[Records Boundary: Start]

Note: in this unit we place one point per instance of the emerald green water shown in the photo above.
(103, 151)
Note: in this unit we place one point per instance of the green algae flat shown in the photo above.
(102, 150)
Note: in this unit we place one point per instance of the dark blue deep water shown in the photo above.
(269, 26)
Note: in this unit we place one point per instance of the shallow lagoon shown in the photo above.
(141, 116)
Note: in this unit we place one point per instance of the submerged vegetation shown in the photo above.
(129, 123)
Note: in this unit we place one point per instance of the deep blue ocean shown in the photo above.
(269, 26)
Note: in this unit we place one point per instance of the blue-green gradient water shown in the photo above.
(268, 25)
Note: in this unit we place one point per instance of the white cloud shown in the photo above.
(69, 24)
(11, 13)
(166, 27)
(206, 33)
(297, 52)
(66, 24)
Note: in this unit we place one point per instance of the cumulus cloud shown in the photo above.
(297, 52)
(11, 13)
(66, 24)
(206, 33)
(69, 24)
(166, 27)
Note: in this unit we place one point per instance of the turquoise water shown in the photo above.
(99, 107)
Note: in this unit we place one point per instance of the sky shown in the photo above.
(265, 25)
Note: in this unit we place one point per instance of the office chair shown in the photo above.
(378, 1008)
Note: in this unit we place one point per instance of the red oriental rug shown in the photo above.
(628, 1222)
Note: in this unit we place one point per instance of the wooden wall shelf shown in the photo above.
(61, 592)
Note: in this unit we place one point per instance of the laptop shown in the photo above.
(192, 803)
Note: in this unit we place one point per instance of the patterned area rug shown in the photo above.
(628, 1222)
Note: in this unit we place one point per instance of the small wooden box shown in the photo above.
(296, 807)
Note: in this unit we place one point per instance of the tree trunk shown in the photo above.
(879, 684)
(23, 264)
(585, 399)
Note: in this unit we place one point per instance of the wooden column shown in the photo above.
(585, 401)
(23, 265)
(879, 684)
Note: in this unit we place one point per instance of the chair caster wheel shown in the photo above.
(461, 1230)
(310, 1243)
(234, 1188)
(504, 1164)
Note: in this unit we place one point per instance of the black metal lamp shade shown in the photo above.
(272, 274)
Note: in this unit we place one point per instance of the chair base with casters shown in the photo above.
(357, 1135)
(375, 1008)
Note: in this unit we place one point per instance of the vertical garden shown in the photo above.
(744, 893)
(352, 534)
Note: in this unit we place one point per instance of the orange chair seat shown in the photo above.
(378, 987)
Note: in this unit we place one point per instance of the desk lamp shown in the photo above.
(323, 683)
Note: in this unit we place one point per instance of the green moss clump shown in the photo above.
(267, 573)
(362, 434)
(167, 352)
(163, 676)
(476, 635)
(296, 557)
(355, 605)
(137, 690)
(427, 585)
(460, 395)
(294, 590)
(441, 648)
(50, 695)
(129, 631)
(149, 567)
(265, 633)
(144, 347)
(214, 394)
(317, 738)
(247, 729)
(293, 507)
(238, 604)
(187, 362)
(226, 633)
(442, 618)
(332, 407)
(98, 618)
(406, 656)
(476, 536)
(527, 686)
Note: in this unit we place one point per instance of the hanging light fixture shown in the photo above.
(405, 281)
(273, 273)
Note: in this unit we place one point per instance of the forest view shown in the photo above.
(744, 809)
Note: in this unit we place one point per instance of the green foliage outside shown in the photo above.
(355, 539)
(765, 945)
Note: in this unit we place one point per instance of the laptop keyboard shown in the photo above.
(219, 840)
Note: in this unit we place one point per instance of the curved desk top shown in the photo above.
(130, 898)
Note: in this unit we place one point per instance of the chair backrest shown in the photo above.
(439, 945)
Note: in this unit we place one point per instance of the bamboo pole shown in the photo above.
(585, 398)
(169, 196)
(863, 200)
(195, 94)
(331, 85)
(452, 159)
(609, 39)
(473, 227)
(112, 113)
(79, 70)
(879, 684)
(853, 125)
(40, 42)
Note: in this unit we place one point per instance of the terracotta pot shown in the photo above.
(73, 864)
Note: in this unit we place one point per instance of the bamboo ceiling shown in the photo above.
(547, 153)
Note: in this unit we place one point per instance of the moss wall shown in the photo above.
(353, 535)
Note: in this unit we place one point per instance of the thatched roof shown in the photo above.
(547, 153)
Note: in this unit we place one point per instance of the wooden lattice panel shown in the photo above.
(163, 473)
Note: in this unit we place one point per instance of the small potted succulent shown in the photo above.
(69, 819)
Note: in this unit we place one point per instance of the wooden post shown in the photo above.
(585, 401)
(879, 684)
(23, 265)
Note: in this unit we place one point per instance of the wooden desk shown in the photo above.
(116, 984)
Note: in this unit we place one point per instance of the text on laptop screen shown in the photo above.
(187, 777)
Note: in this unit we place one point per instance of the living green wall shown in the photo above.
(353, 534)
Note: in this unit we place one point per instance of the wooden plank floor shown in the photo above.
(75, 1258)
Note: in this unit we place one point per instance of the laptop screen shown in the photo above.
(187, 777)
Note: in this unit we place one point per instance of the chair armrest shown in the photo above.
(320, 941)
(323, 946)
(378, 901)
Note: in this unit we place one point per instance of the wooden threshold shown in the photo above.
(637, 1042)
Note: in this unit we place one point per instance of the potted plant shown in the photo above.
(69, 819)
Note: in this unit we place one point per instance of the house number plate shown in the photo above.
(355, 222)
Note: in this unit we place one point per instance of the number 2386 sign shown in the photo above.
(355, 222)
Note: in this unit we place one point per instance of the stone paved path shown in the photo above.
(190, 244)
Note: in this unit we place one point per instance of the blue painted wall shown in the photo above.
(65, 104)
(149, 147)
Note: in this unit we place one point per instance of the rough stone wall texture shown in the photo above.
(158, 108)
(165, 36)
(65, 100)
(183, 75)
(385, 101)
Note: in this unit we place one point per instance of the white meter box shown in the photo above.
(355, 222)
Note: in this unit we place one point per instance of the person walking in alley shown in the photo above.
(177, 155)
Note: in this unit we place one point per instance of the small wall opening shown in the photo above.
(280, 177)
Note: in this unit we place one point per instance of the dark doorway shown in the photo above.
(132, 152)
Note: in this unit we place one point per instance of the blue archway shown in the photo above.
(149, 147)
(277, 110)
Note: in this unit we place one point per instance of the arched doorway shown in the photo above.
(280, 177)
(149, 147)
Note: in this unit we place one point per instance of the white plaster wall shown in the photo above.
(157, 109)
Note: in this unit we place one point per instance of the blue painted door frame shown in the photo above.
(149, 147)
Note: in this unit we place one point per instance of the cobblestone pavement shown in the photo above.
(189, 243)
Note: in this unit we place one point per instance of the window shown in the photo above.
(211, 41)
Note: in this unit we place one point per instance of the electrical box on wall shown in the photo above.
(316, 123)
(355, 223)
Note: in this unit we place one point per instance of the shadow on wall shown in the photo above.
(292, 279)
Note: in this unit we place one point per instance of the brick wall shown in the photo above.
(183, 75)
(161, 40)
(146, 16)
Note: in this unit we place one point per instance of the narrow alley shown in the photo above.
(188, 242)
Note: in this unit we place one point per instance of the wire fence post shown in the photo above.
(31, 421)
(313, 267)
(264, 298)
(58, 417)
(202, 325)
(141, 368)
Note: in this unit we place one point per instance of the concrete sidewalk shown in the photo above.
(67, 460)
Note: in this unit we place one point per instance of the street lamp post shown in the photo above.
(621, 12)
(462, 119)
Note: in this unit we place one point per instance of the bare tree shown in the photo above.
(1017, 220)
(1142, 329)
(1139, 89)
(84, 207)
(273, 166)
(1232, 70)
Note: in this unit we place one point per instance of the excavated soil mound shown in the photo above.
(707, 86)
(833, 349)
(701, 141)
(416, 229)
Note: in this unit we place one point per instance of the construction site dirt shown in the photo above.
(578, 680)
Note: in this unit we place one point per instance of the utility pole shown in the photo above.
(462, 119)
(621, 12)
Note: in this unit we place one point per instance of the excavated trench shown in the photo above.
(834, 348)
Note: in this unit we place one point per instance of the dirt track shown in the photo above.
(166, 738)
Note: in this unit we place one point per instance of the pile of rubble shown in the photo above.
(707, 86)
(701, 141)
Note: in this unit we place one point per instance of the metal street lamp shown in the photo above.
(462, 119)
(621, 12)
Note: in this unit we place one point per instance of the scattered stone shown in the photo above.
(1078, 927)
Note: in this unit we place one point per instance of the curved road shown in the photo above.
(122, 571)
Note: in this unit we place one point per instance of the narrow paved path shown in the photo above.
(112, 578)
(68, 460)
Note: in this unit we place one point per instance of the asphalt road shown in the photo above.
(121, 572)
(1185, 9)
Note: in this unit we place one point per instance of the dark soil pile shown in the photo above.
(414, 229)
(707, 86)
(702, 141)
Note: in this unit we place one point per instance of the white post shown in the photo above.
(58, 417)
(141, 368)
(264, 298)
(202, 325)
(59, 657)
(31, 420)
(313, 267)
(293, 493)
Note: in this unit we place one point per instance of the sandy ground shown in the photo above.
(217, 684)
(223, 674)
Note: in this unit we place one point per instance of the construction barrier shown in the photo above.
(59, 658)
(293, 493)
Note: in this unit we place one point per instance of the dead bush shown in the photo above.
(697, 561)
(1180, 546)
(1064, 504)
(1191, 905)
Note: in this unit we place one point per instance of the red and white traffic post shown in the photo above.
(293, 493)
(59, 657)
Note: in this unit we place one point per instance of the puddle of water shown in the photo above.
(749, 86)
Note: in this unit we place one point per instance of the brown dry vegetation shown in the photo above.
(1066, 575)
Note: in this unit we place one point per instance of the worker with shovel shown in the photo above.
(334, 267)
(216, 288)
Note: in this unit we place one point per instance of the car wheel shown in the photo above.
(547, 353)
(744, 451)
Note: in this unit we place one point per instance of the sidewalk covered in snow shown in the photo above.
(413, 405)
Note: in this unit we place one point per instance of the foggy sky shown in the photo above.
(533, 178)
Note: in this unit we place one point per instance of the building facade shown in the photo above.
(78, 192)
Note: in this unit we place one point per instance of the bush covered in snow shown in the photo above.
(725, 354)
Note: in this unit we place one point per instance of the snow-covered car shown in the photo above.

[Records Boundary: End]

Problem: The response must contain exactly the lines from the one with "facade shown in the photo above." to the end of the entries above, both included, and nothing more.

Output of the task:
Note: in this unit we place one point per instance of the building facade shown in the photo above.
(78, 192)
Note: in this unit we place one point per instance of the bush covered in snow shown in the photo above.
(725, 354)
Note: in this unit we place one point per instance of the snow-covered car shown in the photo above.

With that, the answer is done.